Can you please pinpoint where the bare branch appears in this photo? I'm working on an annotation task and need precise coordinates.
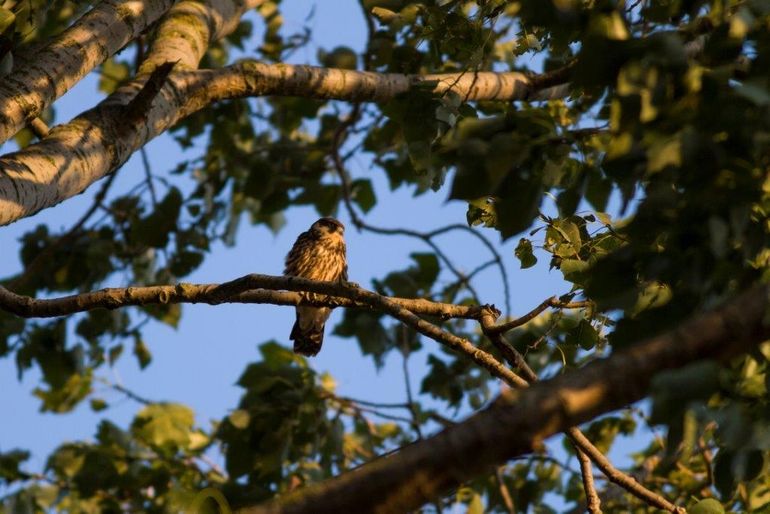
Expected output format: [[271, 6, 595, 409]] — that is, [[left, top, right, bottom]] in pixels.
[[575, 445, 603, 514], [237, 285, 770, 514], [27, 118, 50, 139], [0, 273, 486, 320], [489, 296, 592, 335], [495, 467, 516, 514], [566, 427, 684, 512]]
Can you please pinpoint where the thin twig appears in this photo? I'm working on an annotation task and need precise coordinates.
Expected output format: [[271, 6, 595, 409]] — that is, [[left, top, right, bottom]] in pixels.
[[27, 117, 50, 139], [110, 382, 153, 405], [489, 296, 591, 335], [495, 466, 515, 514], [140, 147, 158, 206], [575, 445, 603, 514], [8, 171, 120, 291]]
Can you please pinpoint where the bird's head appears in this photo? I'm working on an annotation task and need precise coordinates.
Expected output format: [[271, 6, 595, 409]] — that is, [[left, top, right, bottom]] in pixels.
[[310, 217, 345, 238]]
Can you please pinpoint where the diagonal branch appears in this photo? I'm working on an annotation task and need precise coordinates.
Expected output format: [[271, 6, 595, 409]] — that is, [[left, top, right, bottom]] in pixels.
[[0, 0, 176, 145], [481, 315, 685, 512], [236, 284, 770, 514], [138, 0, 264, 75], [575, 445, 602, 514]]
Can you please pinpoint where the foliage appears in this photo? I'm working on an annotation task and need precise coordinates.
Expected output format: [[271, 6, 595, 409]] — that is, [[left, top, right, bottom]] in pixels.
[[1, 0, 770, 512]]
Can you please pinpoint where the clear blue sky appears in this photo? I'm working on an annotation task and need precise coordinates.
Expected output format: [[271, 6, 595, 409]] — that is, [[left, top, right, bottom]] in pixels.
[[0, 1, 645, 506]]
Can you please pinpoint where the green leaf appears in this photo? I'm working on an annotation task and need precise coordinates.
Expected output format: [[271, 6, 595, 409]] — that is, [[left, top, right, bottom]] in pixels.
[[133, 336, 152, 369], [99, 58, 130, 94], [650, 361, 720, 425], [228, 409, 251, 429], [131, 187, 183, 248], [467, 492, 484, 514], [559, 259, 590, 283], [690, 499, 725, 514], [0, 8, 15, 33], [466, 198, 496, 227], [713, 450, 737, 498], [0, 449, 30, 484], [131, 403, 195, 452], [34, 372, 92, 413], [351, 179, 376, 213], [89, 398, 108, 412], [514, 238, 537, 269], [333, 310, 391, 367], [566, 319, 599, 350], [318, 46, 358, 69]]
★ ★ ★ ★ ★ ★ ★
Exercise:
Apart from the images, the entries above must be returned without alteration.

Answer below:
Can you please pinpoint where the bare branch appears in this photo? I'm working on an annotation task and need precise coordinates.
Expected output format: [[271, 6, 595, 409]] — that is, [[left, top, right, bottom]] in pixels.
[[575, 445, 603, 514], [237, 285, 770, 514], [27, 118, 50, 139], [0, 273, 486, 320], [489, 296, 592, 335], [495, 467, 516, 514], [566, 427, 684, 512]]
Can you please pinpoint where the thin twig appears in this photo? I'm working on an annotation task and need precise coordinates.
Expected output format: [[271, 6, 595, 409]] — that is, [[left, top, right, bottom]] in pixels.
[[27, 117, 50, 139], [110, 382, 153, 405], [489, 296, 591, 335], [495, 466, 515, 514], [140, 147, 158, 206], [575, 445, 603, 514], [8, 171, 120, 291]]
Can you please pinpoint where the bird's head appears in this photo? I'm working on an annotation task and need precise coordinates.
Expected output format: [[271, 6, 595, 409]] — that is, [[left, top, right, bottom]] in pixels.
[[310, 217, 345, 238]]
Can you please pinpoint where the diagonal branch appears in this photo? I'm working on an annotation task and need precise coordinates.
Expected output format: [[271, 6, 595, 409]] — that is, [[left, top, right, bottom]] in pixels.
[[0, 0, 176, 145], [481, 315, 685, 512], [236, 284, 770, 514], [138, 0, 264, 75], [575, 445, 602, 514]]
Can you please pinpoint where the foliage appears in this photo? I'm working on an annotation task and need precise coordinates.
Expected output format: [[271, 6, 595, 409]] — that is, [[left, top, right, bottom]] in pixels.
[[1, 0, 770, 512]]
Can you please pinpoint where the clear blue sky appears in this photo? I'm working on an annotation task and need precise coordinates.
Expected output format: [[271, 6, 595, 409]] — that is, [[left, top, right, bottom]] in pixels.
[[0, 1, 645, 506]]
Can you please pinpoint where the green leaf appears in this photo? I'm working on an annotation task and need precise coordinates.
Expected output format: [[271, 6, 595, 409]] — that is, [[left, top, right, bottom]] in pixels.
[[133, 336, 152, 369], [99, 58, 130, 94], [650, 361, 720, 425], [228, 409, 251, 429], [131, 187, 183, 248], [467, 492, 484, 514], [559, 259, 590, 283], [690, 499, 725, 514], [0, 8, 15, 33], [466, 198, 496, 227], [713, 450, 737, 498], [0, 449, 30, 484], [131, 403, 195, 452], [34, 372, 92, 413], [351, 179, 376, 213], [89, 398, 108, 412], [514, 238, 537, 269], [333, 310, 391, 367], [566, 319, 599, 350], [318, 46, 358, 69]]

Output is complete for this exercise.